ACTIVITY LIST ->
1. In the text on changing compulsions, who is usually holding the apartment door open?
2. Please give the part of the text on changing compulsions starting at "Convinced and anxious" and ending at "needed with that.", switching "Textures" to "Smells".

TEXT SHOWN ->
But, as I get older, I've been noticing that my illness has changed in small ways and even continues to change. I've developed new small compulsions, a handful in the past year alone, and some older ones have lessened in intensity.

For instance, I now have to push in the deadbolt on our apartment door as I leave. I will wait for people to file out in front of me so I can do it, or reach under the arm of who ever is holding the door open (usually the Engineer). I do this so I can hold a certainty of the door being locked. A few times, I've tried to ignore the desire to do this, but once I got in my car, I would get overwhelmed by anxiety and be convinced the door is still open and someone will go into the apartment and let the cats out and they'll get killed because they are old cats who rarely see outside and the people who went into the apartment will break and steal our stuff and...

Convinced and anxious enough to the point that I will come back inside, unlock the door, push the deadbolt three time, then close the door and leave.

Textures are getting worse for me, particularly with food. In general, most tactile sensations are getting worse. The list of things that freak me out to touch, taste, hear, see, and smell has gotten longer. I don't know what to make of that, other than a vague sense of being annoyed.

Insomnia/hypersomnia has gotten worse. No explanation needed with that.

None of the new ones are affecting my ability to live my life, but they are concerning nonetheless purely because they never existed before. I've never heard much about people experiencing this, hence- my concern.

LISTED ENTRIES ->
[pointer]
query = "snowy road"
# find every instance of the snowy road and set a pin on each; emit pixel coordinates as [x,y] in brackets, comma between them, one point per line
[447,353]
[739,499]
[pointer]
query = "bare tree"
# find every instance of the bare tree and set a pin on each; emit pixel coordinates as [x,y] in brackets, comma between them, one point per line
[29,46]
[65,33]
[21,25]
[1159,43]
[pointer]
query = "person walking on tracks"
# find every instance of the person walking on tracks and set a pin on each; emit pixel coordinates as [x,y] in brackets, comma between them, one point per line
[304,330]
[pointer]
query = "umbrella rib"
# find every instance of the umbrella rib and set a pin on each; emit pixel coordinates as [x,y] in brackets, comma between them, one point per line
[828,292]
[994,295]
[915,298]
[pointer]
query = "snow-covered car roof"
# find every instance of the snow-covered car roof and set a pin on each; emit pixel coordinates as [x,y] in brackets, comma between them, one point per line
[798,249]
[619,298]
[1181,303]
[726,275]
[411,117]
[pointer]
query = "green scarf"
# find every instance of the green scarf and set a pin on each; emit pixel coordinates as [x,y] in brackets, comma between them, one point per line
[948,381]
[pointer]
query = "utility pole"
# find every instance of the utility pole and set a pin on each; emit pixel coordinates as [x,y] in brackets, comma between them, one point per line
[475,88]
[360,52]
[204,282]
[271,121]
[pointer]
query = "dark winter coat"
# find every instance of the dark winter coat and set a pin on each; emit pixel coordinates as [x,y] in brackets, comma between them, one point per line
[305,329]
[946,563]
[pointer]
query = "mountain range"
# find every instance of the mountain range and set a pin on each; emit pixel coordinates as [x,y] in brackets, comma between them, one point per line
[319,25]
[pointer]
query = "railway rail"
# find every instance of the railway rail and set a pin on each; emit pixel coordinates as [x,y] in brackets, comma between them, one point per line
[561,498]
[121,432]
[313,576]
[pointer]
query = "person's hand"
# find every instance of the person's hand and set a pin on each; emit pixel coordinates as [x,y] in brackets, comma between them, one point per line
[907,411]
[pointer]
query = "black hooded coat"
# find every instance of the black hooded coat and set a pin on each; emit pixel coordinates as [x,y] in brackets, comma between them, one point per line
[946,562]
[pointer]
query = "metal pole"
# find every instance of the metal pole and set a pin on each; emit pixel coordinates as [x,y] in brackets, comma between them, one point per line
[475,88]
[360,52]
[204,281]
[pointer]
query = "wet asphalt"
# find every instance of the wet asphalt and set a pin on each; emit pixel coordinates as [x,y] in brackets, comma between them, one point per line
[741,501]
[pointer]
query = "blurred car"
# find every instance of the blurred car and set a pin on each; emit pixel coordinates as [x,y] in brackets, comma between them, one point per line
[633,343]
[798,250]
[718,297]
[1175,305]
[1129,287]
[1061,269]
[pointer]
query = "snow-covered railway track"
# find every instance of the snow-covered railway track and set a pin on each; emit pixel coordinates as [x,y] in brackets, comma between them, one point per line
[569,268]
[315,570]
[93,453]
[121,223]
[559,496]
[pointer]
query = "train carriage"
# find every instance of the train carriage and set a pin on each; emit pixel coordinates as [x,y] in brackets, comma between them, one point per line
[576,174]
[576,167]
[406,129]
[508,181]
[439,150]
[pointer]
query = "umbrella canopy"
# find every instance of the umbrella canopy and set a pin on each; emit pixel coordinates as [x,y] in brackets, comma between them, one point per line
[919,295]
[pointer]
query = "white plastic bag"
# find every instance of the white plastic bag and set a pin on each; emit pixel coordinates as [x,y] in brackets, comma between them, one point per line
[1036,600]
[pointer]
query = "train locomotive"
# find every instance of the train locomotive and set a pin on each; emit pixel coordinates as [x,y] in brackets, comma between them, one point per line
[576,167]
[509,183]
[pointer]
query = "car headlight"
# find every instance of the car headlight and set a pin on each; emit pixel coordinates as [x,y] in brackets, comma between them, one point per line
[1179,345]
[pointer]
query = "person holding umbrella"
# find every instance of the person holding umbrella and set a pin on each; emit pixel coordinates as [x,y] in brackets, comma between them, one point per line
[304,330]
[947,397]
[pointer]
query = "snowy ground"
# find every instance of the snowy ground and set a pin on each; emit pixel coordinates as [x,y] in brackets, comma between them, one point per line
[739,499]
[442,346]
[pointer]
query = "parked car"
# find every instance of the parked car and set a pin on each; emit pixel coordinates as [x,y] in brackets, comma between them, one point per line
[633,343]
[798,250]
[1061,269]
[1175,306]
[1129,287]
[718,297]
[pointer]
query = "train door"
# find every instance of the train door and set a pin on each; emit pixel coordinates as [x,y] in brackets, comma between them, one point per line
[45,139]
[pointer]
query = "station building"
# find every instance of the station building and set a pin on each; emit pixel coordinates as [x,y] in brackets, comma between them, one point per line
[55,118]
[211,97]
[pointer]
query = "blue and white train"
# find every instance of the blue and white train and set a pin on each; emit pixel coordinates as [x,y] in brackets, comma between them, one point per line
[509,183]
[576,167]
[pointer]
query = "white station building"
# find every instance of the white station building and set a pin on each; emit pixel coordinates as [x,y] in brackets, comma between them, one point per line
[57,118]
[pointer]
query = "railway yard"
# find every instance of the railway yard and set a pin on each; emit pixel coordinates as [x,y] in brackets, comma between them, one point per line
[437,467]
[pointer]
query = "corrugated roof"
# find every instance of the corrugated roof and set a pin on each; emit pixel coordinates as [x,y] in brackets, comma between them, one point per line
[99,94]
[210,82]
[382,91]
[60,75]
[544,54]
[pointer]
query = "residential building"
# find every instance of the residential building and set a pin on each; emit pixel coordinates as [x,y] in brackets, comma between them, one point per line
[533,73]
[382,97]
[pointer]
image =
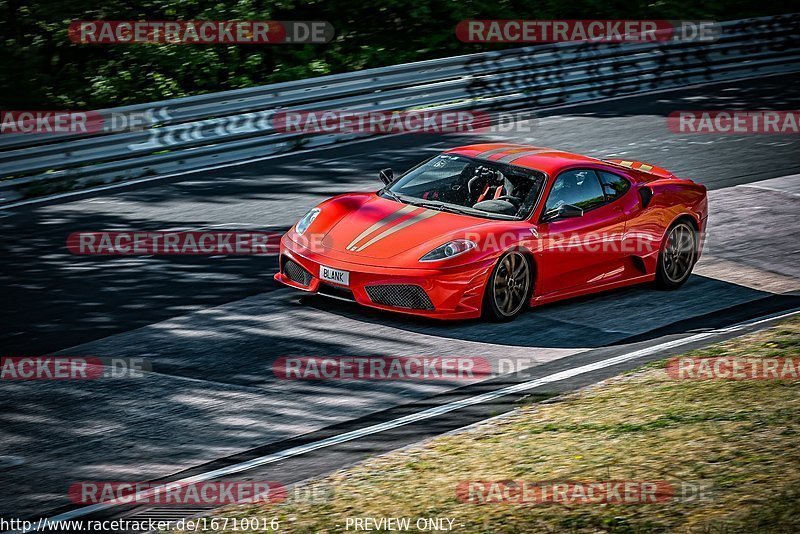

ANSWERS BY ITEM NUMBER ->
1. The Engineer

2.
Convinced and anxious enough to the point that I will come back inside, unlock the door, push the deadbolt three time, then close the door and leave.

Smells are getting worse for me, particularly with food. In general, most tactile sensations are getting worse. The list of things that freak me out to touch, taste, hear, see, and smell has gotten longer. I don't know what to make of that, other than a vague sense of being annoyed.

Insomnia/hypersomnia has gotten worse. No explanation needed with that.